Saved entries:

◇ ◇ ◇ ◇ ◇ ◇ ◇

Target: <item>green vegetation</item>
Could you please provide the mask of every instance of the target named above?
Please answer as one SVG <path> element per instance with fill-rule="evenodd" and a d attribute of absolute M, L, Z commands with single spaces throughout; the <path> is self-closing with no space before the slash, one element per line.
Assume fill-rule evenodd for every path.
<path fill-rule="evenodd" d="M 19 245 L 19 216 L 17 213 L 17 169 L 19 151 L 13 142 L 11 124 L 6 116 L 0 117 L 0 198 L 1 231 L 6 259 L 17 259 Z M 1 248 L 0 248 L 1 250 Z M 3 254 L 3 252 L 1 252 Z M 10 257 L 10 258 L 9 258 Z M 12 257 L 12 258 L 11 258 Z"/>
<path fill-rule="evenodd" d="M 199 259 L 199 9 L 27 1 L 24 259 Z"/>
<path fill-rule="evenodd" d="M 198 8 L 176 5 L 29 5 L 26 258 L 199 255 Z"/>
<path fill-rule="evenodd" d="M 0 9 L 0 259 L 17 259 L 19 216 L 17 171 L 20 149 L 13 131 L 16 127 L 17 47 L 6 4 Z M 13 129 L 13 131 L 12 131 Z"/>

◇ ◇ ◇ ◇ ◇ ◇ ◇

_What you will do_. Write out each entry again, word for word.

_Solution for this exercise_.
Target: <item>green vegetation</item>
Could you please provide the mask of every instance of the target named above?
Please answer as one SVG <path> element per instance with fill-rule="evenodd" and a d attribute of absolute M, L, Z commands with single spaces throughout; the <path> is self-closing with no space before the slash, one element per line.
Assume fill-rule evenodd for every path.
<path fill-rule="evenodd" d="M 19 245 L 19 216 L 17 213 L 17 169 L 19 151 L 13 142 L 11 124 L 6 116 L 0 117 L 0 198 L 1 231 L 6 259 L 17 259 Z M 1 248 L 0 248 L 1 250 Z M 3 254 L 3 252 L 1 252 Z M 10 257 L 10 258 L 9 258 Z M 12 257 L 12 258 L 11 258 Z"/>
<path fill-rule="evenodd" d="M 199 259 L 199 9 L 27 1 L 24 259 Z"/>
<path fill-rule="evenodd" d="M 198 8 L 176 5 L 29 5 L 26 258 L 199 255 Z"/>
<path fill-rule="evenodd" d="M 0 9 L 0 259 L 17 259 L 19 216 L 17 171 L 20 149 L 13 131 L 16 127 L 17 47 L 6 4 Z M 13 129 L 13 131 L 12 131 Z"/>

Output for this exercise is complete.